> **DAFTAR TUGAS**:
1. Tuliskan persis bagian tulisan tentang kecerdasan, mulai dari "Apa itu kecerdasaan?" dan berakhir di "dalam mempelajari sesuatu?".
2. Sambung tulisan tentang teori kecerdasan itu dari titik tulisan tersebut berhenti.

> **CUPLIKAN HALAMAN**:
********************
Karya Pembaca: Rio A.
Apa itu kecerdasaan?
Bagaimana seseorang bisa dikatakan cerdas?
Apakah kecerdasaan adalah sebuah anugrah? sebuah kualitas yang memang nilainya tetap.
Atau, kecerdasaan adalah buah dari usaha seseorang dalam mempelajari sesuatu?
Dua pandangan ini sah-sah saja untuk dimiliki. Tetapi, tahukah anda kalau cara pandang kita terhadap kecerdasan mampu berimplikasi pada cara pandang kita terhadap hal lain?
Ada dua teori dalam memandang kecerdasan, teori kecerdasan tetap dan teori kecerdasan berubah. Teori kecerdasaan tetap dapat disebut juga dengan teori kecerdasaan entitas. Dikatakan entitas karena teori ini memandang kecerdasaan sebagai suatu entitas dalam diri kita yang tidak bisa diubah. Teori kecerdasaan berubah dapat disebut juga sebagai teori kecerdasaan inkremental. Dikatakan inkremental karena teori ini memandang kecerdasaan sebagai suatu kualitas yang dapat ditingkatkan melalui proses belajar. Lantas, bagaimana teori yang dipercayai seseorang tentang kecerdasan mampu mempengaruhi pandangannya terhadap hal lain?
********************
> **ENTRI YANG DIBERIKAN**:

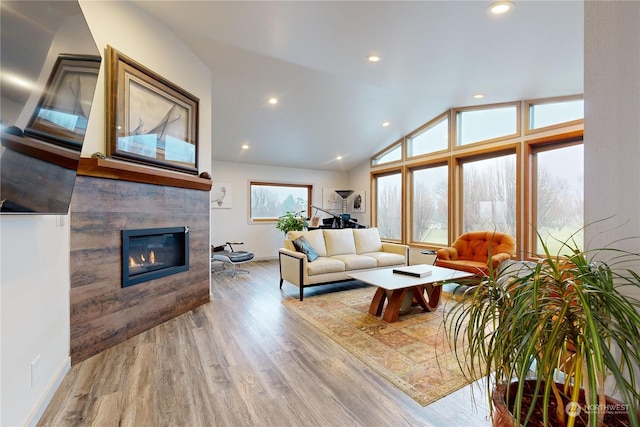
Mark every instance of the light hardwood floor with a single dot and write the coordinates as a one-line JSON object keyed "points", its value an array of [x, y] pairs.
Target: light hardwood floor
{"points": [[243, 359]]}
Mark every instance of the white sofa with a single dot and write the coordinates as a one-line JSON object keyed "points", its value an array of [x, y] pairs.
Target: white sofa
{"points": [[339, 251]]}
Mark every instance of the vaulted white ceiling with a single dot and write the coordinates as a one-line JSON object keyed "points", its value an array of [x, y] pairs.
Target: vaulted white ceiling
{"points": [[311, 55]]}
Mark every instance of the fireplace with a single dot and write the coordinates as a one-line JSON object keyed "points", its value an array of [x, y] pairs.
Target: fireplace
{"points": [[152, 253]]}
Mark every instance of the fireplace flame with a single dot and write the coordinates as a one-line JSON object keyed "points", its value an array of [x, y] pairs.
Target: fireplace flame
{"points": [[142, 260]]}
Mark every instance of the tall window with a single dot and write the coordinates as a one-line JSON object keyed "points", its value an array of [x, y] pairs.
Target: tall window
********************
> **JAWABAN PER TUGAS**:
1.
Apa itu kecerdasaan?
Bagaimana seseorang bisa dikatakan cerdas?
Apakah kecerdasaan adalah sebuah anugrah? sebuah kualitas yang memang nilainya tetap.
Atau, kecerdasaan adalah buah dari usaha seseorang dalam mempelajari sesuatu?

2.
Dalam buku berjudul Self Theories yang ditulis oleh Carol S. Dweck, guru besar psikologi Universitas Stanford, Profesor Dweck melakukan penelitian-penelitian tentang teori kecerdasaan. Hasil dari penelitian tersebut sangat menarik. Anak-anak sekolah dasar yang teori kecerdasan entitas lebih cepat menyerah ketika menghadapi soal sulit ketimbang anak-anak teori kecerdasan inkremental.
Kenapa bisa demikian?
Saat anak-anak teori kecerdasaan entitas menjumpai soal sulit, mereka memandang soal-soal yang diberikan sebagai penilai kepintaran mereka. Artinya, kalau mereka tidak bisa menjawab soal yang diberikan, mereka berasumsi bahwa mereka tidak cukup pintar. Sebaliknya, anak-anak teori inkremental sangat suka dengan soal-soal sulit yang diberikan oleh peneliti. Mereka memandang soal sulit sebagai sarana untuk memperoleh pengetahuan baru. Pola-pola ini tidak hanya ditemui pada siswa sekolah dasar saja, tetapi penelitian yang dilakukan kepada mahasiswa juga menunjukan pola yang sama.
Jadi, anak-anak yang percaya bahwa kecerdasan adalah suatu entitas yang tetap akan lebih mudah menyerah daripada anak-anak yang percaya bahwa kecerdasan adalah hal yang dapat ditingkatkan melalui belajar.
Apakah kita bisa melihat fenomena “menyerahnya” anak-anak teori entitas karena persoalan yang sulit di luar penelitian?
Tentu.
Pernah dengar cerita kolega atau saudara anda yang mengatakan bahwa seseorang dulunya brilian di kelas, tetapi prestasinya menurun setelah naik ke kelas yang lebih tinggi?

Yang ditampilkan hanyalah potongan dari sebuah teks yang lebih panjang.